TO BE DONE =
Collect every line of the listing below that contains the word "display". Case counts.

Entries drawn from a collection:
--- begin ---

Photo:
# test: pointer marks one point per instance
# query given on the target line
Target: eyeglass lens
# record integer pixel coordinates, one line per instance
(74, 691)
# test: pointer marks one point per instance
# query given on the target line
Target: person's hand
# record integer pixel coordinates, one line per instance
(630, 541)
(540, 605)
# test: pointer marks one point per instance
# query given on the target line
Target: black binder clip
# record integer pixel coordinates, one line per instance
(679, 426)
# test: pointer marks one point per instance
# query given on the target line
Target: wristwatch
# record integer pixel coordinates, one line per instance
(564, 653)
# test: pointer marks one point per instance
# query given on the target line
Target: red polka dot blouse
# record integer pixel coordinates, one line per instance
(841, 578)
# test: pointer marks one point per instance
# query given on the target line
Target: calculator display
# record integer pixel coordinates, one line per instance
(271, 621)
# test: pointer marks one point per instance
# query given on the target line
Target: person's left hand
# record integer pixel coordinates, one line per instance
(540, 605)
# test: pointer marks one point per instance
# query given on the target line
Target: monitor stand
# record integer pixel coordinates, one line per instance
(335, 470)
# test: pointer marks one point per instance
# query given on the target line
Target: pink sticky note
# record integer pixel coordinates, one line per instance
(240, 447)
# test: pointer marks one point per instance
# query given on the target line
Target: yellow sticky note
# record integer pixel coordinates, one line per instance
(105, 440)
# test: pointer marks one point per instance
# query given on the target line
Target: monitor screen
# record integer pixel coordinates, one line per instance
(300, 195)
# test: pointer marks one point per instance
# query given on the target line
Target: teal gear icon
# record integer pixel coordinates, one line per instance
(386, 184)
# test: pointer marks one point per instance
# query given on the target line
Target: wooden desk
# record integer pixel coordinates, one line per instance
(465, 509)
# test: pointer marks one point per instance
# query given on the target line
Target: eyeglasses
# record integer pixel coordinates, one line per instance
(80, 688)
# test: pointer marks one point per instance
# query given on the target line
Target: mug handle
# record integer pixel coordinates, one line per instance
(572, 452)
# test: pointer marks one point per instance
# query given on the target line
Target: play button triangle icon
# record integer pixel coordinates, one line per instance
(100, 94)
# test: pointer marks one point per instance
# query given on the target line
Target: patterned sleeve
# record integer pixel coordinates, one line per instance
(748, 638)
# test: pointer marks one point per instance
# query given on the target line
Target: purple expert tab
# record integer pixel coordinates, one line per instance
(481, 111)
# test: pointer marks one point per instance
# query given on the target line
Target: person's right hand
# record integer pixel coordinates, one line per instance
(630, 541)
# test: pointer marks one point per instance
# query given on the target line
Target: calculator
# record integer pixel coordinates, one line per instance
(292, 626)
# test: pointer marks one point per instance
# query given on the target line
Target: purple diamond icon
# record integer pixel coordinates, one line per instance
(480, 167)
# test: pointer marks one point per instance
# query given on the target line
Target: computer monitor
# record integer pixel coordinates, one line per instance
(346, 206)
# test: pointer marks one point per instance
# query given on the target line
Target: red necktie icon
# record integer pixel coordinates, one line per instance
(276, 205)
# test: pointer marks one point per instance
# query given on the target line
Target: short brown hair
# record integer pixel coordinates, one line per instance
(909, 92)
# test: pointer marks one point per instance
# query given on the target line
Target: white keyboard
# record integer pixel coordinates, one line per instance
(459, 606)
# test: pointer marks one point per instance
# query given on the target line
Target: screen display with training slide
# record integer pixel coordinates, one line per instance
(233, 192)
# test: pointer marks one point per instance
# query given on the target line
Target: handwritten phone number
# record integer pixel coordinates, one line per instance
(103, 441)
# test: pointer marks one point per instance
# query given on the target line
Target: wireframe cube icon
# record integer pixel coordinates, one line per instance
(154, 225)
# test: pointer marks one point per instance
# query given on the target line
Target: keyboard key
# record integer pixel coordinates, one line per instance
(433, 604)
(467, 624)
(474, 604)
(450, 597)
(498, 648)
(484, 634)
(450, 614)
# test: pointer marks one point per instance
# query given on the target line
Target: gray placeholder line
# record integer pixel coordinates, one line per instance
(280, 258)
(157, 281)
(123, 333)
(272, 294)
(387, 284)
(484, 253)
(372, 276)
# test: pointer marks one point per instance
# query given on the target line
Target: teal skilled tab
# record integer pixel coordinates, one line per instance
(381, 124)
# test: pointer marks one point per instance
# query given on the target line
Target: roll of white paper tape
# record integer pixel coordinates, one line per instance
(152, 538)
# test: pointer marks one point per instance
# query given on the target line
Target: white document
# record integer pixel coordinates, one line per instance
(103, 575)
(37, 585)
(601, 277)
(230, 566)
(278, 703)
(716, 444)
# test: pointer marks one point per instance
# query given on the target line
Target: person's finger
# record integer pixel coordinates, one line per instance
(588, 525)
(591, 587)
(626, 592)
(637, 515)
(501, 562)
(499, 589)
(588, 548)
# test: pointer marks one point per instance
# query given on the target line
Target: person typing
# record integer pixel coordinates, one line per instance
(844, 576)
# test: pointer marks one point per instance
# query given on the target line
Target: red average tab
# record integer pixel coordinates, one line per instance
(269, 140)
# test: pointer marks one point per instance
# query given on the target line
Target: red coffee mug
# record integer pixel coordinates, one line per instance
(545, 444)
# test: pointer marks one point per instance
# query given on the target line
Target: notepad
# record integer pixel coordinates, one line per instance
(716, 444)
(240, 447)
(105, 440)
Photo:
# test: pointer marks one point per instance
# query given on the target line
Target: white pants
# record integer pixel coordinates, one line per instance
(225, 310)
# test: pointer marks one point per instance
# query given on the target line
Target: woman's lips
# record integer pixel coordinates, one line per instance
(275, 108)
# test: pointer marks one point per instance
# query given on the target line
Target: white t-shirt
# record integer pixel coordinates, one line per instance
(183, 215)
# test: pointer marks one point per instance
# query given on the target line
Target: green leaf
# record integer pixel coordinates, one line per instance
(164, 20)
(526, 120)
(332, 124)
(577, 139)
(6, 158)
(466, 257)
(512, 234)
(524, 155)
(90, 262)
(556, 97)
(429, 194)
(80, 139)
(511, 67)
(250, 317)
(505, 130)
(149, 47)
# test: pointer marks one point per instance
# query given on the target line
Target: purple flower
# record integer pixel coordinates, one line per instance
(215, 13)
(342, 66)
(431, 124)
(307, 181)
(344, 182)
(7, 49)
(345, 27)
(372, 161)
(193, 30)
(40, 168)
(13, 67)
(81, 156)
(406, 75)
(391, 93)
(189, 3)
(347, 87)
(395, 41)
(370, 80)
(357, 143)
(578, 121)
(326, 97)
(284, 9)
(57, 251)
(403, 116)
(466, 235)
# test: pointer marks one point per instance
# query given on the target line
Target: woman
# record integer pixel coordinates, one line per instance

--- end ---

TASK SOLUTION =
Target: calculator display
Target: screen display with training slide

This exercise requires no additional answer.